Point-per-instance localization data

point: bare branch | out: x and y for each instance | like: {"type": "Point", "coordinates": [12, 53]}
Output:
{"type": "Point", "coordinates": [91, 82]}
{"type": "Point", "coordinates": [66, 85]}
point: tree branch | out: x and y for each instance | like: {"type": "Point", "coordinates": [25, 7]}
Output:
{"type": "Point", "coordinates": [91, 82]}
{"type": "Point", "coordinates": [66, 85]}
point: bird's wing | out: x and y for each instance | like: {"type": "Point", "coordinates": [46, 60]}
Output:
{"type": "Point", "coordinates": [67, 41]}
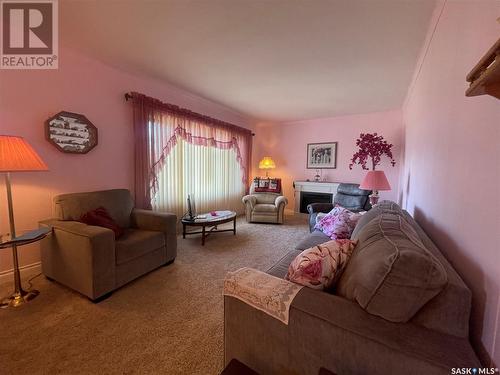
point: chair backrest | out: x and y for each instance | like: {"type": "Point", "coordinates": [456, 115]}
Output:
{"type": "Point", "coordinates": [352, 197]}
{"type": "Point", "coordinates": [118, 202]}
{"type": "Point", "coordinates": [268, 195]}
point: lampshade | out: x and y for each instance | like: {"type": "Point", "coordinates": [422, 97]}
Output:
{"type": "Point", "coordinates": [375, 180]}
{"type": "Point", "coordinates": [267, 163]}
{"type": "Point", "coordinates": [17, 155]}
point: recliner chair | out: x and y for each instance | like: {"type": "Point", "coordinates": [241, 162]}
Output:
{"type": "Point", "coordinates": [349, 196]}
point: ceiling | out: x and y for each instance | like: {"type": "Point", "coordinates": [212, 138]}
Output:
{"type": "Point", "coordinates": [277, 60]}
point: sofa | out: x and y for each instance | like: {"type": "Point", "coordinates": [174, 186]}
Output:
{"type": "Point", "coordinates": [348, 195]}
{"type": "Point", "coordinates": [264, 207]}
{"type": "Point", "coordinates": [88, 258]}
{"type": "Point", "coordinates": [347, 331]}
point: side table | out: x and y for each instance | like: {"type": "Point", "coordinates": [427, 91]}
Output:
{"type": "Point", "coordinates": [21, 296]}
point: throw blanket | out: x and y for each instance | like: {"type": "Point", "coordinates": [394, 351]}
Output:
{"type": "Point", "coordinates": [264, 292]}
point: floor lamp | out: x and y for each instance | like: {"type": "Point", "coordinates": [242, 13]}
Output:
{"type": "Point", "coordinates": [16, 155]}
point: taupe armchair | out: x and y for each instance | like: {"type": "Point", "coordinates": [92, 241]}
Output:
{"type": "Point", "coordinates": [88, 259]}
{"type": "Point", "coordinates": [264, 207]}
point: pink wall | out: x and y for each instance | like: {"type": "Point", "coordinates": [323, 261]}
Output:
{"type": "Point", "coordinates": [286, 143]}
{"type": "Point", "coordinates": [82, 85]}
{"type": "Point", "coordinates": [451, 177]}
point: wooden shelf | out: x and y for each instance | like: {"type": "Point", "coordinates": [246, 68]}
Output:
{"type": "Point", "coordinates": [484, 78]}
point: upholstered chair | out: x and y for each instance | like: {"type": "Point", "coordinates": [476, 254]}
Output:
{"type": "Point", "coordinates": [264, 207]}
{"type": "Point", "coordinates": [89, 259]}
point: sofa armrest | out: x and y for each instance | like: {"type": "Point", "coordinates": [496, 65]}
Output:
{"type": "Point", "coordinates": [281, 200]}
{"type": "Point", "coordinates": [250, 200]}
{"type": "Point", "coordinates": [157, 221]}
{"type": "Point", "coordinates": [319, 207]}
{"type": "Point", "coordinates": [80, 256]}
{"type": "Point", "coordinates": [329, 331]}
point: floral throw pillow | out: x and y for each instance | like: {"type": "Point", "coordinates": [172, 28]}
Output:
{"type": "Point", "coordinates": [320, 266]}
{"type": "Point", "coordinates": [338, 223]}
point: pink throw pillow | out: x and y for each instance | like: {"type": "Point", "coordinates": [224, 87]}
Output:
{"type": "Point", "coordinates": [338, 223]}
{"type": "Point", "coordinates": [320, 266]}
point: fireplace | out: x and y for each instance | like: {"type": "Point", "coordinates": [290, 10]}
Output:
{"type": "Point", "coordinates": [312, 197]}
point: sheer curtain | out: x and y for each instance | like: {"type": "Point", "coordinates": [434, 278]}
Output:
{"type": "Point", "coordinates": [179, 152]}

WHAT NEEDS TO BE DONE: Output the lines above verbatim, images excluded.

EXERCISE ANSWER:
point: bare branch | out: x and y for each instance | like: {"type": "Point", "coordinates": [12, 53]}
Output:
{"type": "Point", "coordinates": [91, 82]}
{"type": "Point", "coordinates": [66, 85]}
point: tree branch | out: x and y for each instance | like: {"type": "Point", "coordinates": [25, 7]}
Output:
{"type": "Point", "coordinates": [91, 82]}
{"type": "Point", "coordinates": [66, 85]}
point: bird's wing | out: x and y for each instance | like: {"type": "Point", "coordinates": [46, 60]}
Output:
{"type": "Point", "coordinates": [67, 41]}
point: chair backrest | out: x and y for each instance | like: {"type": "Point", "coordinates": [456, 115]}
Output:
{"type": "Point", "coordinates": [352, 197]}
{"type": "Point", "coordinates": [118, 202]}
{"type": "Point", "coordinates": [268, 195]}
point: lampshade | out: x and y for each instance | like: {"type": "Point", "coordinates": [422, 97]}
Output:
{"type": "Point", "coordinates": [375, 180]}
{"type": "Point", "coordinates": [267, 163]}
{"type": "Point", "coordinates": [17, 155]}
point: recliner chair | out: x and y for each instance | like: {"type": "Point", "coordinates": [241, 162]}
Output:
{"type": "Point", "coordinates": [349, 196]}
point: ceiling | out: x and y for each instance | like: {"type": "Point", "coordinates": [212, 138]}
Output:
{"type": "Point", "coordinates": [277, 60]}
point: sofa | out: x and y for each instance | like: {"type": "Point", "coordinates": [174, 186]}
Output:
{"type": "Point", "coordinates": [348, 195]}
{"type": "Point", "coordinates": [264, 207]}
{"type": "Point", "coordinates": [88, 258]}
{"type": "Point", "coordinates": [347, 331]}
point: side table | out: x and y for each instance | like: {"type": "Point", "coordinates": [427, 91]}
Output:
{"type": "Point", "coordinates": [21, 296]}
point: throw blanket | out: x and y for each instance | like: {"type": "Point", "coordinates": [394, 351]}
Output:
{"type": "Point", "coordinates": [264, 292]}
point: floor lamp | out: x and y for each instance | like: {"type": "Point", "coordinates": [242, 13]}
Output:
{"type": "Point", "coordinates": [16, 155]}
point: taupe armchair | out: x and y for each instance | like: {"type": "Point", "coordinates": [92, 241]}
Output:
{"type": "Point", "coordinates": [88, 259]}
{"type": "Point", "coordinates": [264, 207]}
point: pink wall | out: x and y for each instance | like: {"type": "Point", "coordinates": [323, 261]}
Output:
{"type": "Point", "coordinates": [286, 143]}
{"type": "Point", "coordinates": [82, 85]}
{"type": "Point", "coordinates": [451, 177]}
point: wooden shelf | out: x and y for each instance | like: {"type": "Point", "coordinates": [246, 68]}
Output:
{"type": "Point", "coordinates": [484, 78]}
point: upholstered chair | out: x and y for each instance | like: {"type": "Point", "coordinates": [476, 254]}
Output:
{"type": "Point", "coordinates": [264, 207]}
{"type": "Point", "coordinates": [89, 259]}
point: sofa armrest | out: x and y for each instance | like: {"type": "Point", "coordinates": [496, 65]}
Output:
{"type": "Point", "coordinates": [281, 200]}
{"type": "Point", "coordinates": [250, 200]}
{"type": "Point", "coordinates": [157, 221]}
{"type": "Point", "coordinates": [319, 207]}
{"type": "Point", "coordinates": [80, 256]}
{"type": "Point", "coordinates": [329, 331]}
point: floral throw pillow | out: x and y for each instance | like: {"type": "Point", "coordinates": [172, 28]}
Output:
{"type": "Point", "coordinates": [320, 266]}
{"type": "Point", "coordinates": [338, 223]}
point: pink throw pillow | out: x and y for each instance | like: {"type": "Point", "coordinates": [224, 87]}
Output:
{"type": "Point", "coordinates": [338, 223]}
{"type": "Point", "coordinates": [320, 266]}
point: fireplace | out: x and y for each instance | like: {"type": "Point", "coordinates": [290, 10]}
Output:
{"type": "Point", "coordinates": [312, 197]}
point: sheer curtain | out: x and y for each instance | like: {"type": "Point", "coordinates": [434, 278]}
Output:
{"type": "Point", "coordinates": [179, 152]}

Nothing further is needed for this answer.